- EXERCISE GOAL -
Whenever the word "train" turns up in a line below, that line should be copied.

- RECORDS SUPPLIED -
===
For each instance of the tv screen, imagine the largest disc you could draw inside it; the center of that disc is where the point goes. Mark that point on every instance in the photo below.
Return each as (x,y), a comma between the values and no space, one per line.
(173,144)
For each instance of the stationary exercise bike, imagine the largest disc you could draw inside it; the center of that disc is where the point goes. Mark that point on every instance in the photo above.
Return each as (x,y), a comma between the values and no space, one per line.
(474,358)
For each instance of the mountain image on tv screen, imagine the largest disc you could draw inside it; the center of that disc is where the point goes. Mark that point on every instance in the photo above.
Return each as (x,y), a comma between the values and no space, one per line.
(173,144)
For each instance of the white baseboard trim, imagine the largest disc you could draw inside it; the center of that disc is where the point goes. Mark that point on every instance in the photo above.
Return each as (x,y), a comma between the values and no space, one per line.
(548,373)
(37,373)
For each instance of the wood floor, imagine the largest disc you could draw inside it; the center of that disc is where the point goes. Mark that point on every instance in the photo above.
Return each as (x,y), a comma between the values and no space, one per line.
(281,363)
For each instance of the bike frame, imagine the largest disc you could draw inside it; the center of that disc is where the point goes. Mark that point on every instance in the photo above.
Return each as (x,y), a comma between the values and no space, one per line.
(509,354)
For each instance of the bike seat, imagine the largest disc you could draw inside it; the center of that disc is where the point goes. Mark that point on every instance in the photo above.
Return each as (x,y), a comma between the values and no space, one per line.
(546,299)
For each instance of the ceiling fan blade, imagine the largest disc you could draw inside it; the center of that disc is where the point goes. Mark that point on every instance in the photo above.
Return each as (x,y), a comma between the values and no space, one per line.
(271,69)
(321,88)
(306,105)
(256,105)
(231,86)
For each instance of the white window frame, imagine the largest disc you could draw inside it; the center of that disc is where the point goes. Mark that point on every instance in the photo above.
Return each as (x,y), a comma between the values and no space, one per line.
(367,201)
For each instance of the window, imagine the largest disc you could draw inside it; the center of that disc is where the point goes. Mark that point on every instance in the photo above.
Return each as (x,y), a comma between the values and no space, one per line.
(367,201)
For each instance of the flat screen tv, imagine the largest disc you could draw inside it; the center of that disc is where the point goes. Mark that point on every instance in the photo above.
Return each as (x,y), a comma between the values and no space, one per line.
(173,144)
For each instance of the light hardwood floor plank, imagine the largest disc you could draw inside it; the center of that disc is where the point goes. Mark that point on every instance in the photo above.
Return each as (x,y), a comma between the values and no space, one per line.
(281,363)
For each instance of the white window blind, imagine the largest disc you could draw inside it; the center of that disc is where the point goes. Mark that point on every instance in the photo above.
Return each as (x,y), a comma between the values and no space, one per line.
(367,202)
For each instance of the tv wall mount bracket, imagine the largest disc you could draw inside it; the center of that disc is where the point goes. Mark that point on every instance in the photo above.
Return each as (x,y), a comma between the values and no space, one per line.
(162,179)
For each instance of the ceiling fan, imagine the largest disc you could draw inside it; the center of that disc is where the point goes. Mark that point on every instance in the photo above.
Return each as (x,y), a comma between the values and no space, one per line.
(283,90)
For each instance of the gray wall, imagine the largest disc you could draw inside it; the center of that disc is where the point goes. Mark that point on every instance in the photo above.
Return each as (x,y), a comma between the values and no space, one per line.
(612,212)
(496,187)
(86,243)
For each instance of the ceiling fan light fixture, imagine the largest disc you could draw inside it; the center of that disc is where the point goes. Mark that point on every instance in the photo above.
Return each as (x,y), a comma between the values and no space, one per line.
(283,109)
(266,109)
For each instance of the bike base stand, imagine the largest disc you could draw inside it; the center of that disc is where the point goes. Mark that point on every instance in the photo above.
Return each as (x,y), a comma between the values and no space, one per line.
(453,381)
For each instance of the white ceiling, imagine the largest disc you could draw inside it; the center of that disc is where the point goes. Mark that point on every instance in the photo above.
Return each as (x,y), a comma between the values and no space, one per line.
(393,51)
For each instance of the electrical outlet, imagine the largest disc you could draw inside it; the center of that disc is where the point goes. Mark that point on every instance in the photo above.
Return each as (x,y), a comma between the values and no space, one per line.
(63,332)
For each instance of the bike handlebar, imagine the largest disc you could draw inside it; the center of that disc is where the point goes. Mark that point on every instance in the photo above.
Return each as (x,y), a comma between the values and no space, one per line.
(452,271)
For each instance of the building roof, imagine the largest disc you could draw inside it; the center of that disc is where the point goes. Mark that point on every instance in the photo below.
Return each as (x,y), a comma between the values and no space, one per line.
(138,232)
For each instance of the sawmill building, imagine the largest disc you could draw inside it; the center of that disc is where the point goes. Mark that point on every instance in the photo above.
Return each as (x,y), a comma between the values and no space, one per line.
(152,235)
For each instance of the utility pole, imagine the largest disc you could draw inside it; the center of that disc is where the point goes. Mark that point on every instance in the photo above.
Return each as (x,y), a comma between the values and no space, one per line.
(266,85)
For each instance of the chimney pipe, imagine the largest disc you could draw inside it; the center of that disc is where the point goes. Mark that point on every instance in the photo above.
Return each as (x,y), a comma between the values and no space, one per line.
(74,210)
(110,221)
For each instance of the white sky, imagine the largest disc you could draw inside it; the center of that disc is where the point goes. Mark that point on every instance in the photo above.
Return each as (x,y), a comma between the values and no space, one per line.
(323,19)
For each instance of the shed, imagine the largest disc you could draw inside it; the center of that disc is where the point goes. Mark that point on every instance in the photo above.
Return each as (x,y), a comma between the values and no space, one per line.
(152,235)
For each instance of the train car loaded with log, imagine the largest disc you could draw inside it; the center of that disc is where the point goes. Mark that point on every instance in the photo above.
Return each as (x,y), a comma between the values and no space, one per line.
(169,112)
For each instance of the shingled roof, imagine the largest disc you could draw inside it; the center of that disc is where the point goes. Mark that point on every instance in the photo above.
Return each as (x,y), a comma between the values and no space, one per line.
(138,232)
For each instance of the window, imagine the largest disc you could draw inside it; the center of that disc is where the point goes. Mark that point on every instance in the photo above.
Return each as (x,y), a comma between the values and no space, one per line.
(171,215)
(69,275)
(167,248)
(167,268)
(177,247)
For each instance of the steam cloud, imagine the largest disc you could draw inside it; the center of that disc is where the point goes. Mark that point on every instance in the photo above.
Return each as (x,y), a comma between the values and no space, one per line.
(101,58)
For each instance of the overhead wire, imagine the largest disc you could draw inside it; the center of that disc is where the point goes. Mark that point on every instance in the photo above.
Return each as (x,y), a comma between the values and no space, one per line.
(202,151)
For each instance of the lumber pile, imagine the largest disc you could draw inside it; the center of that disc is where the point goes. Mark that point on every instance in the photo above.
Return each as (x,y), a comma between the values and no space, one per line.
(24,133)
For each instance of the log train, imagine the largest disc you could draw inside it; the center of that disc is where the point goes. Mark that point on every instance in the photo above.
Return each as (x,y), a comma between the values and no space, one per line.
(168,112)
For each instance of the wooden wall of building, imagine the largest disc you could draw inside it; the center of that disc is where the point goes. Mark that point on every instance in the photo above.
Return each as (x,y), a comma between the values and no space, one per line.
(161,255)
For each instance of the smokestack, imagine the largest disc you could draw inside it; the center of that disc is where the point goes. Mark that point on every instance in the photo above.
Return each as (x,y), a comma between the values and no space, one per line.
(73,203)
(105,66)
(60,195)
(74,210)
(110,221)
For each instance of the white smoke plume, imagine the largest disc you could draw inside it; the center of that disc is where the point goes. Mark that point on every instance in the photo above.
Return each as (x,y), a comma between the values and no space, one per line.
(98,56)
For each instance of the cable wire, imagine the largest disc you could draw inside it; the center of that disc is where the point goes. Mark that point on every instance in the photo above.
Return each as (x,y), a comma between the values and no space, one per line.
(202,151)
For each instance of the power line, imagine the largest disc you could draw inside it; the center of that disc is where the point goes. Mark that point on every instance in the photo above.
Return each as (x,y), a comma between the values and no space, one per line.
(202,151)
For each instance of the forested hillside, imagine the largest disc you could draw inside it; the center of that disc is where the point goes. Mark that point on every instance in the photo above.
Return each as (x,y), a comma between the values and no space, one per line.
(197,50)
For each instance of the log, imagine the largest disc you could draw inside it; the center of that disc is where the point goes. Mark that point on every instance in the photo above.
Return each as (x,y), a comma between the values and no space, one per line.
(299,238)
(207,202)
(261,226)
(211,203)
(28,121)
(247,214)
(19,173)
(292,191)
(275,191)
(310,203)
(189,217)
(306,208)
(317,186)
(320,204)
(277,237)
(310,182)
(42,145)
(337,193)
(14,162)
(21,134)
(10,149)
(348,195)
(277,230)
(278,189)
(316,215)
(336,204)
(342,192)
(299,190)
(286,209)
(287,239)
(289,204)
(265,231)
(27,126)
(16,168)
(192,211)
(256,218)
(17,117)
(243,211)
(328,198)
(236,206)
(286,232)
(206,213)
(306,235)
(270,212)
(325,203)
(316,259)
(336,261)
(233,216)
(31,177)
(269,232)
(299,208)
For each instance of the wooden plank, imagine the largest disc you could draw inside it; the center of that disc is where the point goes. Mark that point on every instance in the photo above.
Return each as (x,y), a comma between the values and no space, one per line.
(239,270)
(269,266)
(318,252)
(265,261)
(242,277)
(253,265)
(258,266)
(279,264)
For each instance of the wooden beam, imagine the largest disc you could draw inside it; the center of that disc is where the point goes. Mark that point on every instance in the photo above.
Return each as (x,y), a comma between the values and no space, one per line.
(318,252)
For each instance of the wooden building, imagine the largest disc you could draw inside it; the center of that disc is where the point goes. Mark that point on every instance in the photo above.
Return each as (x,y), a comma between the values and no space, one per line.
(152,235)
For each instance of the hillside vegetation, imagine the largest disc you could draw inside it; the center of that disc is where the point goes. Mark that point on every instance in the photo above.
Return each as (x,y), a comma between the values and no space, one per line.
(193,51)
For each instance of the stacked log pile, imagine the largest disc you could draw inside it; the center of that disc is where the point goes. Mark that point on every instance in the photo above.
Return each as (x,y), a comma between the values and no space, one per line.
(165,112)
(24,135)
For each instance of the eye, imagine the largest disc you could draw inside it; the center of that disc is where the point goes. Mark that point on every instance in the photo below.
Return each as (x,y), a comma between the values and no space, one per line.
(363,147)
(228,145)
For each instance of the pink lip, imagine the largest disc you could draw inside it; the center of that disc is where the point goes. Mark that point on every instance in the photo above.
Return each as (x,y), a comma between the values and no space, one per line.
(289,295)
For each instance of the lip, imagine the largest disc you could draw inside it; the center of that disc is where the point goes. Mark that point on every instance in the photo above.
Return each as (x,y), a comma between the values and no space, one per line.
===
- RESPONSE -
For each instance of the train car loaded with log, imagine the largest disc you could draw inside it; the center of that disc is where the point goes. Mark that point on every instance in the photo above.
For each instance of the log train, imagine the largest disc you could draw inside it; the center of that disc is where the point goes. Mark that point on every instance in the photo above.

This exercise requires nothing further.